* The problem
Please reproduce all of the records below with "place a marker on" switched to "put a dot on" and everything else left unchanged, omitting the pictures.

╭─ Data to process

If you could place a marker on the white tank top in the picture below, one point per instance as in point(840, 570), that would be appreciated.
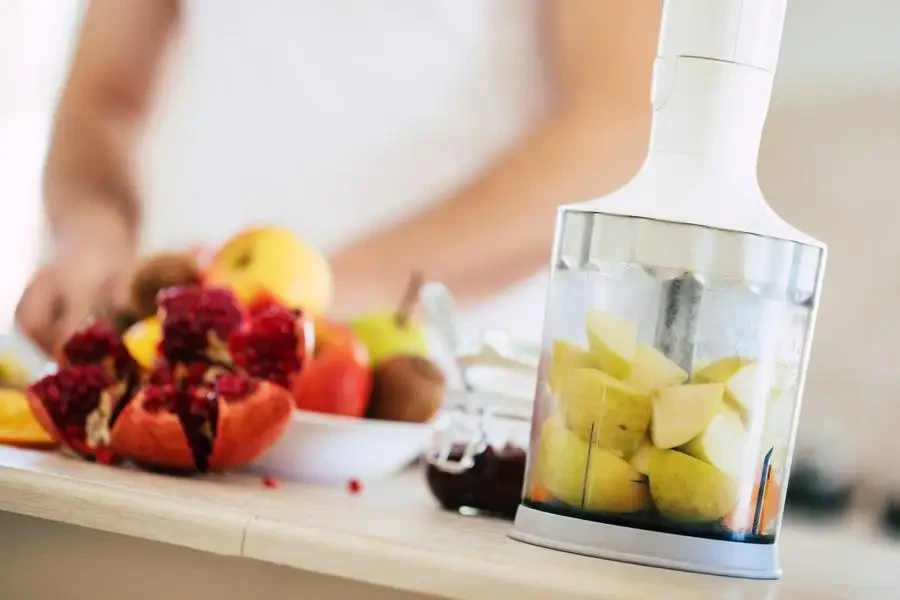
point(336, 118)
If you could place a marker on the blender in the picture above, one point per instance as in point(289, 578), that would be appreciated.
point(678, 326)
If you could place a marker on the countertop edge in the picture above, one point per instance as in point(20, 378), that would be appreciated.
point(114, 509)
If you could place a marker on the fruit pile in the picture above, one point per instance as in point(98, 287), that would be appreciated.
point(217, 397)
point(205, 366)
point(635, 437)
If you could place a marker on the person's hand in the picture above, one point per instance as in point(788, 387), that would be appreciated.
point(85, 276)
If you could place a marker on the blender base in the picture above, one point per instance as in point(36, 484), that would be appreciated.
point(626, 544)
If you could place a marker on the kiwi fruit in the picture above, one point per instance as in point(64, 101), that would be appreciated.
point(157, 272)
point(407, 388)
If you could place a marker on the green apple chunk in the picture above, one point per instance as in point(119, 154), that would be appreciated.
point(651, 370)
point(600, 481)
point(613, 342)
point(384, 337)
point(640, 460)
point(605, 410)
point(566, 357)
point(723, 444)
point(682, 412)
point(689, 490)
point(747, 386)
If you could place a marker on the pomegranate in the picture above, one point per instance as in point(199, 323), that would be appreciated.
point(197, 323)
point(76, 406)
point(203, 418)
point(217, 398)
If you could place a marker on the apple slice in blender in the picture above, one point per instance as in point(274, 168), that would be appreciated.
point(601, 408)
point(723, 444)
point(640, 460)
point(746, 384)
point(682, 412)
point(566, 358)
point(602, 481)
point(613, 342)
point(689, 490)
point(651, 370)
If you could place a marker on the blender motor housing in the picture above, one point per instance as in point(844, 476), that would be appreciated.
point(690, 259)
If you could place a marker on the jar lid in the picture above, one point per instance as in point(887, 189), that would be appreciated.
point(502, 375)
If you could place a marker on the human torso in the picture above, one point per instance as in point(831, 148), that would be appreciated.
point(338, 117)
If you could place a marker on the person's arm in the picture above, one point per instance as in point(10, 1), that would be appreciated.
point(89, 183)
point(498, 229)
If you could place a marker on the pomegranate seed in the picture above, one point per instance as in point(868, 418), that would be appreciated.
point(354, 486)
point(97, 343)
point(104, 456)
point(268, 346)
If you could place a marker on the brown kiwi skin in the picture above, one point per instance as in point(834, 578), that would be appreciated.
point(157, 272)
point(407, 388)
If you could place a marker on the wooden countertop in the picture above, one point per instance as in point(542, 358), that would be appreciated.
point(392, 534)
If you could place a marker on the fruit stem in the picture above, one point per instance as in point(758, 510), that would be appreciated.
point(410, 297)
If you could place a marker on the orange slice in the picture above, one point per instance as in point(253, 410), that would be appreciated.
point(18, 427)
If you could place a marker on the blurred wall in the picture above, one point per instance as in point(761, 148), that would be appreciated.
point(35, 37)
point(829, 164)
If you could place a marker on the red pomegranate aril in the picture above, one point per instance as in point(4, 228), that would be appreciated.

╰─

* Written reply
If you could put a dot on the white tank top in the picture below, one point per instance as in point(840, 570), that would be appreciated.
point(336, 118)
If you could put a dot on the blender in the picture above, one point per instance as in point(289, 578), that would be appreciated.
point(678, 326)
If you could put a dot on the countertop edge in the picture above, one point per instance as in point(20, 378), that would be appreciated.
point(114, 509)
If you could put a dot on the fruit pile in the picture above, one point per instance as in point(98, 287), that would be appreciated.
point(217, 397)
point(205, 366)
point(635, 437)
If you could put a dot on the person's hand in the picture above, one point per instance as in point(788, 387), that would be appreciated.
point(85, 276)
If you could put a dot on the blender base in the picture above, one point per instance as in point(36, 484), that would be appreciated.
point(626, 544)
If you could put a dot on the kiwi fruit in the picture above, one point per instance as in point(64, 101), that would be appreciated.
point(157, 272)
point(407, 388)
If you could put a dot on the green apple chunk in the picture above, one point per instance as in point(119, 154), that would be appreciated.
point(651, 370)
point(600, 481)
point(613, 342)
point(384, 337)
point(640, 460)
point(605, 410)
point(566, 357)
point(723, 444)
point(682, 412)
point(689, 490)
point(747, 386)
If you could put a dot on the pomegranate in the picture above, one point per instance as in point(199, 323), that would be appreciated.
point(197, 323)
point(76, 406)
point(203, 418)
point(217, 398)
If you could put a dot on the apple slice in blender in the picture above, one point per instance as in point(274, 168), that would be appreciated.
point(601, 408)
point(723, 444)
point(640, 460)
point(746, 384)
point(682, 412)
point(566, 358)
point(602, 481)
point(613, 342)
point(689, 490)
point(651, 370)
If you could put a dot on the blender motor housing in the picture above, one point per instance as in point(844, 476), that would be appreciated.
point(690, 259)
If you could put a dot on the jar lid in the picture above, one point per instance as in point(887, 189), that would be appreciated.
point(502, 375)
If you could put a dot on the human torso in the picture above, one point per instance as in point(831, 148), that would be appreciated.
point(338, 117)
If you could put a dot on the person's arm in the picture above, one point per instance as in point(10, 1), that would be appreciated.
point(89, 183)
point(498, 229)
If you could put a dot on the pomegranate seed in the picture above, one point per instance as in point(868, 418), that would be appreciated.
point(354, 486)
point(97, 343)
point(104, 456)
point(268, 346)
If you could put a dot on the brown kiwi skin in the picture above, one point per instance as in point(834, 578), that would be appreciated.
point(157, 272)
point(407, 388)
If you could put a dot on the wooden countertop in the picture above, one point per instance as in point(542, 358), that would be appreciated.
point(392, 534)
If you could put a dot on the fruit stem in the picture above, one point per instance as in point(758, 510), that would be appreciated.
point(410, 297)
If you could put a dot on the orange slice in the picture above, one point per instance as in point(253, 410), that would be appreciated.
point(18, 427)
If you could put a dot on the blurred wall in the picture above, one point per instance as in point(761, 148), that would be appreciated.
point(35, 37)
point(829, 164)
If you could put a dot on the red pomegranate aril in the picture above, one point per instance as in point(4, 228), that would be appreciated.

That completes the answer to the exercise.